» **Recorded information**

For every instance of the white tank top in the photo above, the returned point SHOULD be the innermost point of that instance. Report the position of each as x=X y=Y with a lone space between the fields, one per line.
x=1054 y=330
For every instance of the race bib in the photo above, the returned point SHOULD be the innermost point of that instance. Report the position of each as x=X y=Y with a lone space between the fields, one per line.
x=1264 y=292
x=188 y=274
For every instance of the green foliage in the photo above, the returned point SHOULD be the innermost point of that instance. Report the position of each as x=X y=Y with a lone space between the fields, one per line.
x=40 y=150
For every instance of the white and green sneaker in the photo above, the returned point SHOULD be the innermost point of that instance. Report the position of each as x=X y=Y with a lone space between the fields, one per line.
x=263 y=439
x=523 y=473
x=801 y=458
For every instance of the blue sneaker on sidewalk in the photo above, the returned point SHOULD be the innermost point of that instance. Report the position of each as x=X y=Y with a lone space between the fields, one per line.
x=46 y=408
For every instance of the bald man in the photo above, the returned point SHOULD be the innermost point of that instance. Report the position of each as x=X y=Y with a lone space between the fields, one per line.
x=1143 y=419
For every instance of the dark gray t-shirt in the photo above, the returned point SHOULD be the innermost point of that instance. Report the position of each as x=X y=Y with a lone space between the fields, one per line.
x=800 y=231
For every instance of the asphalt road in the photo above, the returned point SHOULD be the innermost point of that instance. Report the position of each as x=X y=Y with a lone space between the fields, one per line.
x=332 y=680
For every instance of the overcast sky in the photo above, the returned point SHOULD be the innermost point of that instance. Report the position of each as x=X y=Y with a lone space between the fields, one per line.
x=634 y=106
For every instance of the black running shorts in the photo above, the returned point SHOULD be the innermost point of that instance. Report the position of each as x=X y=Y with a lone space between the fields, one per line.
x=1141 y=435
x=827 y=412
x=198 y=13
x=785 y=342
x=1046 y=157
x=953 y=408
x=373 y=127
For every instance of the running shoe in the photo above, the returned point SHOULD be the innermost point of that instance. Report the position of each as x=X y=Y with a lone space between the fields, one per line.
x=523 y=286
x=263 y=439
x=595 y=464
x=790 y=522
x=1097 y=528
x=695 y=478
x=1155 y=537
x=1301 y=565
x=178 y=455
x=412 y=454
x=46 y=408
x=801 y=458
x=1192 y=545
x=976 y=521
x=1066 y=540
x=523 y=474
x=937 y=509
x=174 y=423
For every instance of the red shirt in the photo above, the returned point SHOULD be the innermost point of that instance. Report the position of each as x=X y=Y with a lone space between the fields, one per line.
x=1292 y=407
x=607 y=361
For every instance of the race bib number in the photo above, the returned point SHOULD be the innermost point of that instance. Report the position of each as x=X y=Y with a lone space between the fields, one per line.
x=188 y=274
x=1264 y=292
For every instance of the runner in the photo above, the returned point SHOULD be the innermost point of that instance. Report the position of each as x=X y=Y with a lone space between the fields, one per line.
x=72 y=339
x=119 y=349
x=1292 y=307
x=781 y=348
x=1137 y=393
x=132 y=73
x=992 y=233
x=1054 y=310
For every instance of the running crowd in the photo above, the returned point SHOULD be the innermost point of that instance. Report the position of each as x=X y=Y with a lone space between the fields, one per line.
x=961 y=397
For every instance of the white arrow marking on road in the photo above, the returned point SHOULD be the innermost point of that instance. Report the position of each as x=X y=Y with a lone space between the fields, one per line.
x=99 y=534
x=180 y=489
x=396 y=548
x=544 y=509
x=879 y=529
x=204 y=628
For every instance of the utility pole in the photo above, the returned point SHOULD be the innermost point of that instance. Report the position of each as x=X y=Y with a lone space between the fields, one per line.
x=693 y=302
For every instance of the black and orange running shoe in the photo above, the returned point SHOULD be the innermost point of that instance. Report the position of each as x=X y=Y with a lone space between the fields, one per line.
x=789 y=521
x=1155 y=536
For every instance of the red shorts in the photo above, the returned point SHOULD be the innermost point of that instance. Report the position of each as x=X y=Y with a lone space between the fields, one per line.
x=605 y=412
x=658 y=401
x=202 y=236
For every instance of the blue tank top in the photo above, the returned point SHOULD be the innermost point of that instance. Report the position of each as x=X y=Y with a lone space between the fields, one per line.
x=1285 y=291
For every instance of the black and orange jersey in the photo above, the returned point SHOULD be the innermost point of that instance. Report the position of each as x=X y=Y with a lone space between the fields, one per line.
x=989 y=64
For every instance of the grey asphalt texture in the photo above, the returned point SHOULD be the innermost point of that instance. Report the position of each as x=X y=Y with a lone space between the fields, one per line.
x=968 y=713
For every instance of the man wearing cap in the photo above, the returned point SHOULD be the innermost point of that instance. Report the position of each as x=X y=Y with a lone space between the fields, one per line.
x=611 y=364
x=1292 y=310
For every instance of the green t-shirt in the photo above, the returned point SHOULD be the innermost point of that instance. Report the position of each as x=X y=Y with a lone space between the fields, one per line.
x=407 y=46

» **Task item**
Set down all of the data above again, exactly.

» **Answer below**
For every instance of the white tank top in the photo above, the returned point SHOULD be the innermost point of that instance. Report the position of each as x=X y=Y with a lone space between the fields, one per line.
x=1054 y=330
For every instance of the race bib in the photo above, the returned point SHOULD be the innermost point of that instance. Report the position of each as x=X y=Y with a lone space between the fields, one per line.
x=1264 y=292
x=188 y=274
For every instance of the green foliage in the photo above, the returned point SHOULD be the innermost point of that instance. Report the position of each as x=X y=Y with a lone space between the fields, one per line.
x=40 y=150
For every instance of the white and green sneaker in the photo above, the returned point SHOULD be the innermost point of that instance. Report the position of each as x=X y=Y with a lone space between the fields, one per line.
x=263 y=439
x=523 y=473
x=801 y=458
For every instance of the blue sneaker on sidewalk in the photo above, the returned point SHOULD be the innermost point of that instance. Report the position of each as x=X y=Y with a lone space between the fields, one per line.
x=46 y=408
For every instance of the bald man in the photo above, the returned point SHOULD be the innermost point of that instance. Report the position of each as x=X y=Y with a lone space between the fields, one per line.
x=1143 y=419
For every instance of the dark gray t-shirt in the photo above, the returned point SHOULD be the innermost point of that instance. Report the position of each as x=X y=Y with a lone space between the fields, one per line.
x=800 y=231
For every instance of the asphalt road in the photo above, the returned point SHOULD be the innermost point of that instance. Report the position of each as x=X y=Y with a lone space between the fields, one per line.
x=332 y=680
For every instance of the overcast sky in the photo above, the returned point SHOULD be the innermost point of that instance. Report the position of each as x=X y=Y with a lone space between the fields, one per line.
x=634 y=106
For every instance of the black running shorts in the photo above, the returned point SHOULD be the innermost point of that instance. Report the position of each as x=X y=Y with a lone space between the fields, one per line.
x=1141 y=435
x=827 y=412
x=198 y=13
x=785 y=342
x=1046 y=157
x=953 y=408
x=373 y=127
For every instance of the running shoe in the photo above, the returned point SHOULD be the innermost point of that instance. Report the position of each as x=X y=Y with a lone space between the fields, one per line.
x=523 y=286
x=263 y=439
x=595 y=464
x=790 y=522
x=1097 y=528
x=695 y=478
x=1155 y=537
x=1301 y=565
x=178 y=455
x=412 y=454
x=46 y=408
x=801 y=458
x=1192 y=545
x=976 y=521
x=1066 y=540
x=523 y=474
x=937 y=509
x=174 y=423
For every instance of the red shirt in the photo above, the returned point SHOULD be the innermost point of that instance. Report the position of each as x=X y=Y with a lone space between the fields, one per line.
x=1292 y=407
x=607 y=361
For every instance of the race bib number in the photo above, the returned point SHOULD be the innermost point of that instance. Report the position of each as x=X y=Y with a lone space between the fields, one per line.
x=188 y=274
x=1264 y=292
For every instance of the runner in the photo above, the returned point SHOULD be the innermost point of that instance. Report the position of each as x=X y=Y with a lone space between the fields, one per line.
x=72 y=339
x=119 y=349
x=1292 y=307
x=781 y=348
x=1137 y=393
x=132 y=73
x=992 y=233
x=1054 y=310
For every instance of the running crowd in the photo above, the returned point SHOULD be the innermost point of that instance. Report the position of each as x=X y=Y with a lone space between the fields, one per line.
x=961 y=397
For every instance of the white arrow marking on road in the photo above, the returned point SHOULD be the innermost point of that instance. Report the position of each as x=X y=Y with a lone space between the fields, one per line.
x=99 y=534
x=180 y=489
x=396 y=548
x=544 y=509
x=879 y=529
x=204 y=628
For every instance of the utility pole in the photo above, the returned point SHOULD be the innermost point of that instance. Report the position of each as x=X y=Y with a lone space between the fields, one per line.
x=693 y=302
For every instance of the black and orange running shoe in the photo above, the returned point SHOULD be the innermost point of that instance. Report the position of each as x=X y=Y with a lone space between the fields, one per line.
x=789 y=521
x=1155 y=536
For every instance of the red shorts in the photo above, the returned point SHOULD be the innermost point of that instance. Report the position of each as x=X y=Y with a lone space between the fields, one per line.
x=605 y=412
x=658 y=401
x=202 y=236
For every instance of the blue tank top in the photo above, the returned point SHOULD be the innermost point of that instance. Report the position of each as x=X y=Y with a lone space between the fields, one per line.
x=1285 y=291
For every instance of the black and orange jersey in the photo above, the returned point SHOULD be the innermost point of that instance. Report the position of each as x=X y=Y with a lone space between the fields, one per line.
x=989 y=64
For every instance of the grey asphalt texture in the photo above, the returned point SHOULD be the innermost point of that instance. Report the position of each as x=X y=Y with a lone space between the fields, one per line.
x=968 y=713
For every instance of the man wearing cap in the photo above, the returned point SHOULD be the innermost point of that instance. Report the position of each as x=X y=Y with a lone space between the fields, one per line.
x=611 y=364
x=1292 y=310
For every instance of the green t-shirt in the photo above, the returned point SHOULD be the innermost point of that instance. Report the position of each as x=X y=Y with a lone space between the fields, one per line.
x=407 y=46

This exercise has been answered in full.